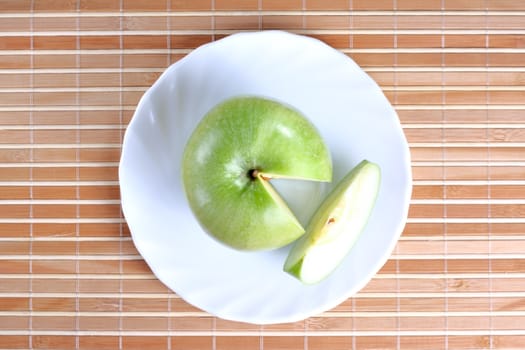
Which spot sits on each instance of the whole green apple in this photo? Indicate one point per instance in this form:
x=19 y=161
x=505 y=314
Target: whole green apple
x=336 y=225
x=229 y=160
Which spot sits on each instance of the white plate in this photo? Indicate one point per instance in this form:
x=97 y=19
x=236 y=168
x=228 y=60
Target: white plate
x=352 y=115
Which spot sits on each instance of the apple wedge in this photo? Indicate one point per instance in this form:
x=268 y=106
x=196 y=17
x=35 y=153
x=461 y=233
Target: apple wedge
x=229 y=160
x=336 y=225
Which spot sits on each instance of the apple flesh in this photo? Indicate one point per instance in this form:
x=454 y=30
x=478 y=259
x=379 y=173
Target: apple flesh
x=336 y=225
x=229 y=160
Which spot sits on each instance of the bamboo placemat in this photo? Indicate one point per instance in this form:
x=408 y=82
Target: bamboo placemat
x=71 y=74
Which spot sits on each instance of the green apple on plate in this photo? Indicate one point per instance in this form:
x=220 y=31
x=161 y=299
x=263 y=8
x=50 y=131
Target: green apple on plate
x=229 y=160
x=336 y=225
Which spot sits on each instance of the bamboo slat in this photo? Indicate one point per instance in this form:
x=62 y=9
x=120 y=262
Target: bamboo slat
x=71 y=74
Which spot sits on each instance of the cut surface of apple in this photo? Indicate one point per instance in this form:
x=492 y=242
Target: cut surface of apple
x=229 y=160
x=336 y=225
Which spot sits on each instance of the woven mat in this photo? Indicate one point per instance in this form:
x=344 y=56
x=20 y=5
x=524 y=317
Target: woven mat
x=71 y=74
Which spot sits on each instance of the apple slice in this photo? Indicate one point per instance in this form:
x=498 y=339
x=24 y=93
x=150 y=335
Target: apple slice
x=229 y=160
x=336 y=225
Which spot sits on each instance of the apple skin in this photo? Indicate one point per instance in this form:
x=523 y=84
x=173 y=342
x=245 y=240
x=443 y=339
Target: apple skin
x=229 y=159
x=336 y=225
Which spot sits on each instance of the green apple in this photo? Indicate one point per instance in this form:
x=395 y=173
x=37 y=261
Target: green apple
x=336 y=225
x=229 y=160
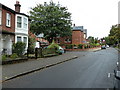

--------------------

▶ **Exercise requirements**: Extract the full listing above verbatim, line for line, and leave the pictures out of the output.

▶ **Reply to the exercise**:
Which spot sits on each instance of the whole green apple in this photo? Indicate one point per instance in this form:
x=19 y=161
x=505 y=314
Target: whole green apple
x=336 y=225
x=229 y=160
Which spot sits on each instance of the white plate in this photo? Indicate one point per instance in this form:
x=97 y=19
x=236 y=168
x=228 y=60
Target: white plate
x=352 y=115
Which spot sits on each instance of the apple wedge in this photo? Indicate one point per instance in this form:
x=268 y=106
x=196 y=17
x=35 y=153
x=461 y=233
Target: apple wedge
x=229 y=160
x=336 y=225
Which spot sits on each instance of the apple flesh in this photo? Indicate one point per instance in this form:
x=454 y=30
x=478 y=259
x=379 y=173
Target: apple flesh
x=336 y=225
x=229 y=160
Which spot sits on each instance of the bamboo placemat in this photo? Indicate one point per instance in this form:
x=408 y=82
Target: bamboo placemat
x=71 y=74
Which spot sits on each instance of the green apple on plate in this photo? Indicate one point per instance in this form:
x=220 y=31
x=161 y=299
x=263 y=8
x=50 y=131
Target: green apple on plate
x=229 y=160
x=336 y=225
Which spot sits on each instance of the bamboo slat in this photo? Indicate one point per instance in this form:
x=62 y=9
x=120 y=262
Target: bamboo slat
x=71 y=74
Which spot sits on each instance of the cut surface of apple in this photo? Indicate one point per instance in this form:
x=492 y=242
Target: cut surface of apple
x=229 y=160
x=336 y=225
Which spot sits on each instance of the woven mat in this photo? Indicate one point per instance in this form:
x=344 y=56
x=20 y=5
x=524 y=317
Target: woven mat
x=71 y=74
Which spot sits on each instance of the apple slice in this photo? Indicate one point per instance in this form:
x=498 y=339
x=24 y=93
x=150 y=335
Target: apple slice
x=229 y=160
x=336 y=225
Which spot sits on each instance of the apple skin in this photo? Indicate one point per instance in this form:
x=523 y=84
x=173 y=342
x=245 y=240
x=443 y=339
Target: apple skin
x=229 y=159
x=336 y=225
Which spot sits on each instance of the green apple in this photo? Indicate one point per instance in this form:
x=395 y=173
x=37 y=261
Target: green apple
x=336 y=225
x=229 y=160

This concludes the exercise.